### Records of labeled points

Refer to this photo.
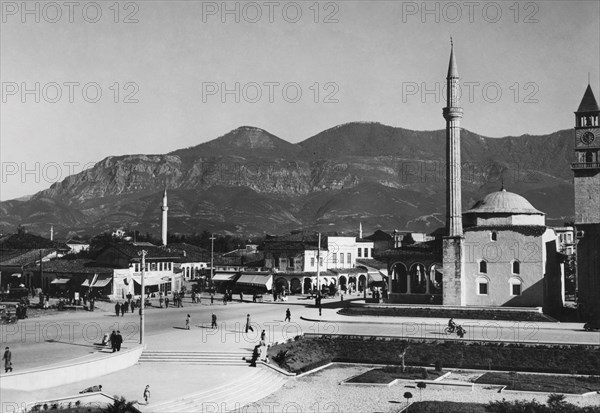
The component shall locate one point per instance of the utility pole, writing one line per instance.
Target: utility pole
(142, 253)
(319, 265)
(212, 253)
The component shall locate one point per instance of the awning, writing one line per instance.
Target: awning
(375, 276)
(150, 282)
(103, 282)
(60, 281)
(256, 280)
(223, 277)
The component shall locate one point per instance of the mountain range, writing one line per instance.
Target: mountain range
(250, 182)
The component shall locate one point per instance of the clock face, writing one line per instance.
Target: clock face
(587, 138)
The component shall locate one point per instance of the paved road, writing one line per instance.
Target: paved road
(67, 335)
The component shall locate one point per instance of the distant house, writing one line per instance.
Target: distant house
(77, 246)
(20, 253)
(126, 259)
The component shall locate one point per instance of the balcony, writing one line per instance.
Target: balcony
(585, 165)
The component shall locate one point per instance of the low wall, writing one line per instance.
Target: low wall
(53, 376)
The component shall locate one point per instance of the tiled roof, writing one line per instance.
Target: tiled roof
(79, 266)
(373, 263)
(530, 230)
(588, 103)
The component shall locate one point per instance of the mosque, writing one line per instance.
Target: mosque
(497, 253)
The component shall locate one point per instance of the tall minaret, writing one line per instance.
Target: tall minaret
(164, 209)
(454, 288)
(453, 114)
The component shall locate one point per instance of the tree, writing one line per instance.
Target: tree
(403, 349)
(421, 385)
(120, 405)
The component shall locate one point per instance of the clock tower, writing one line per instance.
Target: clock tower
(586, 168)
(586, 176)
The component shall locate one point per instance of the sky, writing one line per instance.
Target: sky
(85, 80)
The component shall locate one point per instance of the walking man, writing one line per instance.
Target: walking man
(248, 326)
(113, 341)
(118, 340)
(7, 360)
(147, 394)
(288, 315)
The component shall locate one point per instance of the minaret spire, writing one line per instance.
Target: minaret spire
(164, 209)
(453, 113)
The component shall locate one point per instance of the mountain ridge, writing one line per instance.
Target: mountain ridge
(251, 181)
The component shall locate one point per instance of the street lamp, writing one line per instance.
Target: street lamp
(142, 254)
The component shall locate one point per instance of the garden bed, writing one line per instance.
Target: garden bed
(306, 354)
(446, 313)
(542, 383)
(447, 407)
(385, 375)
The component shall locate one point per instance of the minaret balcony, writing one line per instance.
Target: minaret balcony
(585, 165)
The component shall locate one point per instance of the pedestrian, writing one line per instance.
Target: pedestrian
(7, 360)
(113, 341)
(147, 394)
(248, 326)
(288, 315)
(118, 340)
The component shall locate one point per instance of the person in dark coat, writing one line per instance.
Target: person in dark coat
(7, 357)
(113, 341)
(118, 340)
(248, 326)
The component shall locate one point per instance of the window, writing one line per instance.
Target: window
(516, 267)
(482, 286)
(483, 267)
(515, 286)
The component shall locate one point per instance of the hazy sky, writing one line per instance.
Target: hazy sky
(161, 68)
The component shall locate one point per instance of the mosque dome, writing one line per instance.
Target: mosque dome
(503, 202)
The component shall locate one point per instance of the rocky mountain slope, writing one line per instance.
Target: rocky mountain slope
(250, 181)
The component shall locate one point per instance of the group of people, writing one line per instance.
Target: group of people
(115, 340)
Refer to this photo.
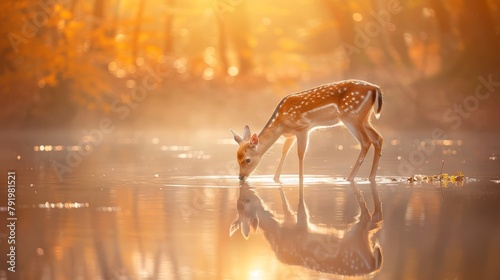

### SHORT EXERCISE
Convert every one of the lines above into a JSON list of strings with one string per line. Skip blank lines and leave the pictures out.

### EXPECTED OUTPUT
[
  "Refer to this photo.",
  "The component shall locate one point per instance of the utility pole, writing one line per instance.",
  "Target: utility pole",
  "(142, 253)",
  "(319, 265)",
  "(212, 253)",
  "The component shall locate one point per instance of the awning, writing one line per instance.",
  "Target: awning",
  "(375, 276)",
  "(150, 282)",
  "(103, 282)",
  "(60, 281)",
  "(256, 280)",
  "(223, 277)",
  "The component shall locate one point per instance of the mountain range, writing one line per instance.",
  "Target: mountain range",
  "(250, 182)",
  "The component shall locate one point per instance of the clock face, writing one line per instance.",
  "Target: clock face",
  "(587, 138)",
  "The component shall locate one point per instance of the paved road, writing one line per instance.",
  "Target: paved road",
  "(67, 335)",
  "The component shall locate one point per instance of the distant house, writing one line per instance.",
  "Target: distant house",
  "(77, 246)",
  "(20, 253)",
  "(126, 259)",
  "The component shall locate one point per instance of the balcony, writing one line per instance.",
  "Target: balcony",
  "(585, 165)",
  "The component shall locate one point per instance of the low wall, writing one line per instance.",
  "Target: low wall",
  "(53, 376)",
  "The component shall locate one point per instance of the tiled roof, writing one line per instance.",
  "Target: tiled roof",
  "(79, 266)",
  "(373, 263)",
  "(530, 230)",
  "(588, 103)",
  "The component shall locate one point per instance of the mosque, writing one line per instance.",
  "Target: mosque",
  "(497, 253)",
  "The component shall locate one point per instance of the tall minaret, writing one line per instance.",
  "Target: tall minaret",
  "(164, 209)",
  "(454, 288)",
  "(453, 114)",
  "The component shall locate one point per instance of the tree, writing one line per instance.",
  "Target: tree",
  "(403, 349)",
  "(421, 385)",
  "(120, 405)",
  "The component shall locate one point per instance of the clock tower, writing one line per instance.",
  "Target: clock tower",
  "(586, 168)",
  "(586, 176)",
  "The component shall locate one point per instance of the sky, writing one line per instance.",
  "Target: sky",
  "(85, 80)",
  "The component shall locate one point per instance of the walking man, writing one line per instance.",
  "Target: walking man",
  "(248, 326)",
  "(113, 341)",
  "(118, 340)",
  "(7, 360)",
  "(147, 394)",
  "(288, 315)",
  "The component shall locate one point per instance of the minaret spire, writing one line per instance.",
  "Target: minaret spire",
  "(164, 209)",
  "(453, 113)",
  "The component shall locate one point per instance of the mountain ridge, writing one line per instance.",
  "Target: mountain ridge",
  "(251, 181)",
  "The component shall locate one point per instance of the street lamp, writing one line per instance.",
  "Target: street lamp",
  "(142, 254)",
  "The component shall locate one point per instance of the garden bed, writing one line per instance.",
  "Target: garden bed",
  "(306, 354)",
  "(446, 313)",
  "(542, 383)",
  "(447, 407)",
  "(385, 375)",
  "The component shall locate one point per instance of the minaret balcony, writing one line per instance.",
  "Target: minaret balcony",
  "(585, 165)",
  "The component shall locate one point per instance of the pedestrian, writing one line per instance.",
  "Target: pedestrian",
  "(7, 360)",
  "(113, 341)",
  "(147, 394)",
  "(248, 326)",
  "(288, 315)",
  "(118, 340)",
  "The component shall locate one point per instance of the person in dark coat, writing one line per instance.",
  "Target: person in dark coat",
  "(7, 357)",
  "(113, 341)",
  "(118, 340)",
  "(248, 326)",
  "The component shall locate one point per instance of the window, writing one line per instance.",
  "Target: window",
  "(516, 267)",
  "(482, 286)",
  "(483, 267)",
  "(515, 286)",
  "The component shall locate one point per instance of the hazy sky, writing one line per instance.",
  "Target: hazy sky",
  "(161, 68)",
  "The component shall locate one point per instance of the mosque dome, writing one line per instance.",
  "Target: mosque dome",
  "(503, 202)",
  "The component shall locate one point per instance of the rocky mountain slope, writing one line per instance.",
  "Target: rocky mountain slope",
  "(250, 181)",
  "The component shall locate one point per instance of the group of people, writing one line per instance.",
  "Target: group of people",
  "(115, 340)",
  "Refer to this photo."
]